*TASK REQUIREMENTS*
A. In the text on prize bond transfer agreements, which law sets the age at which a child reaches majority?
B. From the text on prize bond transfer agreements, set down the passage from "A valid Prize" up to and including "of the transfer.".
+++ SOURCE
A Prize Bond Transfer Agreement is needed when an executor or administrator of a deceased person's estate is distributing prize bonds among the deceased's legal heirs under the Succession Act 1925 or the West Pakistan Muslim Personal Law (Shariat) Application Act 1962, and a formal record of the distribution is needed to establish each heir's entitlement to prizes won on the bonds distributed to them.
A Prize Bond Transfer Agreement is required when prize bonds are being transferred from a parent or guardian to a minor child — for example, as part of a savings plan — and the agreement documents the trustee arrangement under which the parent or guardian holds the bonds for the child's benefit until the child reaches majority under the Majority Act 1875.
A Prize Bond Transfer Agreement is needed when a business or individual is required by a bank, court, or government authority to demonstrate the ownership history of prize bonds — for example, in KYC (Know Your Customer) proceedings under the Anti-Money Laundering Act 2010 or in court proceedings where the origin and ownership of assets is in question.
What to Include in Your Prize Bond Transfer Agreement (Pakistan)
A valid Prize Bond Transfer Agreement in Pakistan under the Public Debt Act 1944 and the Contract Act 1872 must contain the following essential elements to create a legally enforceable record of the transfer.
Party Identification: Full legal names, NADRA CNIC numbers (13-digit format), father's names, and residential addresses of both the transferor (current bond holder) and the transferee (recipient of the bonds). Where either party is a company or other legal entity, the company name, SECP registration number, and NTN must be stated, along with the name and CNIC of the authorised representative acting for the entity.
Bond Particulars: A complete schedule listing each prize bond being transferred — the bond denomination (PKR 100, PKR 200, PKR 750, PKR 1,500, PKR 7,500, PKR 15,000, PKR 25,000, PKR 40,000, or PKR 75,000), the bond series letter (if applicable), and the bond serial number printed on the face of each bond. The total number of bonds and their aggregate face value in Pakistani Rupees (PKR) must be stated. Bond serial numbers are the unique identifier for each bond and are essential for CDNS prize winning verification.
Consideration: The consideration for the transfer must be stated — whether the transfer is for a specified cash price (sale), as a gift (hiba) with no monetary consideration, as settlement of a debt, or as part of a broader transaction. Where the transfer is a sale, the agreed price per bond or total price in PKR must be stated and a receipt of payment acknowledged. The payment method — cash, bank transfer, cheque (with the cheque number, bank, and branch) — must be recorded.
Date and Place of Delivery: The date on which physical possession of the prize bond certificates is transferred from the transferor to the transferee, and the place of delivery — city and address. Physical delivery of bearer bonds is the act of transfer under the bearer instrument principle.
Prize Rights: The agreement must clearly state that all prize rights attaching to the bonds from the date of transfer (or from the date of the next prize draw following the transfer date) vest exclusively in the transferee. The transferor must agree not to claim any prize won on the transferred bonds after the delivery date and must irrevocably assign to the transferee the right to present the bonds for prize encashment at any CDNS office, National Savings Centre, scheduled bank, or post office authorised to pay prize bond prizes.
++++++
+++ ENTRIES
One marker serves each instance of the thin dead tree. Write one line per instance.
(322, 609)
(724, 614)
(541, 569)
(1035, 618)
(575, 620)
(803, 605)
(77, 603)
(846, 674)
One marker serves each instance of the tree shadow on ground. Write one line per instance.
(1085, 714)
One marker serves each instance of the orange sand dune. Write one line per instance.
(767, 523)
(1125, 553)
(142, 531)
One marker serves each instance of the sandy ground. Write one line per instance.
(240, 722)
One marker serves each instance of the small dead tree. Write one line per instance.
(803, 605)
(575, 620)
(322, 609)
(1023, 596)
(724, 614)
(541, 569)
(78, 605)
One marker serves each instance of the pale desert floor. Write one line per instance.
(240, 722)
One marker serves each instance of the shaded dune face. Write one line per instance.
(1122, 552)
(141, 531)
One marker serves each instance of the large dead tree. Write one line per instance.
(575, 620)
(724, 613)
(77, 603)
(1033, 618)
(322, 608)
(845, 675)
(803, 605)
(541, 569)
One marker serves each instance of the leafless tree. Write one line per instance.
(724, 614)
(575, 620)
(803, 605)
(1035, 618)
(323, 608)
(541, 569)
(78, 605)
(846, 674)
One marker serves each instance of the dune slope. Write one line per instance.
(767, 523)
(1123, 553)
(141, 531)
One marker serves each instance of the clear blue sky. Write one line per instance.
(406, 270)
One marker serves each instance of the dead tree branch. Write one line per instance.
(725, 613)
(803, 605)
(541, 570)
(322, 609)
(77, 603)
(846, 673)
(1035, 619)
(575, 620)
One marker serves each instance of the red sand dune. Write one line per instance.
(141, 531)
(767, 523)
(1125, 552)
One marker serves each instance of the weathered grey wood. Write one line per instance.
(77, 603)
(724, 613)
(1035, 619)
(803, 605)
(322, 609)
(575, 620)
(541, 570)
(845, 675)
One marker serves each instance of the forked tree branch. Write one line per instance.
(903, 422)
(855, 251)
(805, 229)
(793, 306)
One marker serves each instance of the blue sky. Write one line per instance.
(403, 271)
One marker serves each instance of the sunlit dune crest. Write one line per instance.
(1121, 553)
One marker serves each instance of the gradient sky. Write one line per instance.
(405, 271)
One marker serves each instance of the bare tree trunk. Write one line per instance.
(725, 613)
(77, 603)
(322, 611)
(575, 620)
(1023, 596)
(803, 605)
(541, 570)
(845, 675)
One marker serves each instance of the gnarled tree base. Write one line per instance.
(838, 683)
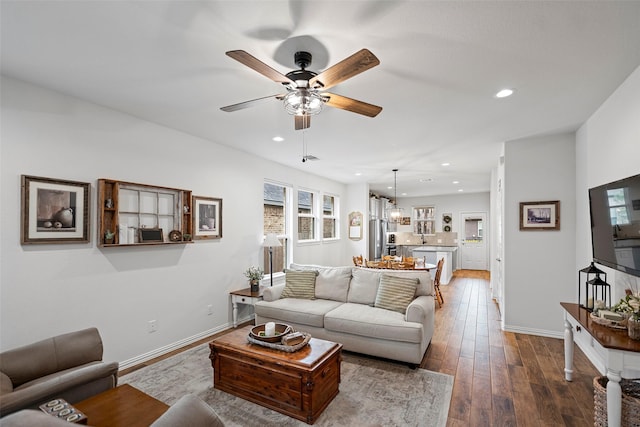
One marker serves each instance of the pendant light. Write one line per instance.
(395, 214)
++++++
+++ ENTRIES
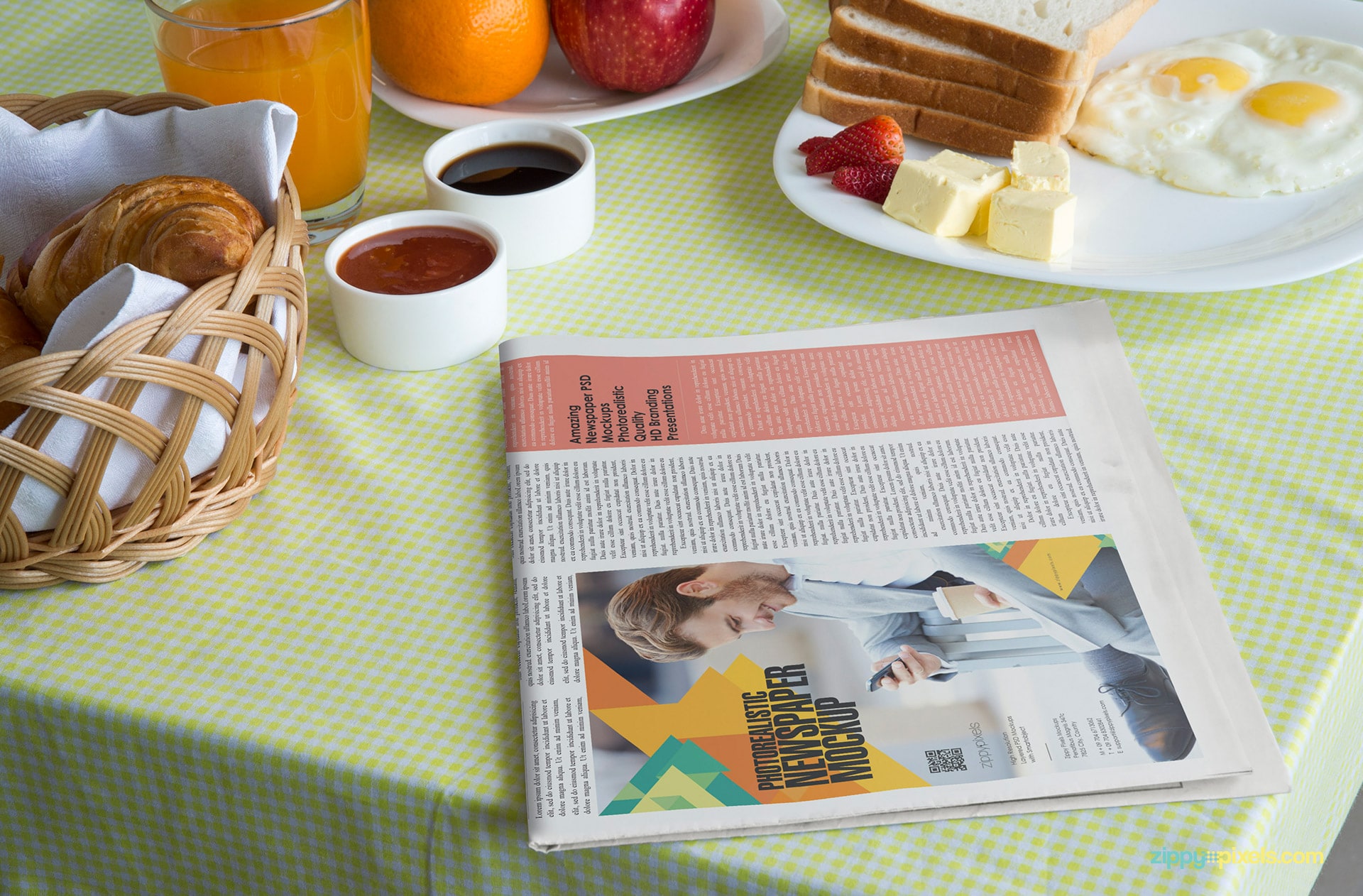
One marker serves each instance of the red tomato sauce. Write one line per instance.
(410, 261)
++++++
*ANSWERS GIVEN*
A. The Majority Act 1875.

B.
A valid Prize Bond Transfer Agreement in Pakistan under the Public Debt Act 1944 and the Contract Act 1872 must contain the following essential elements to create a legally enforceable record of the transfer.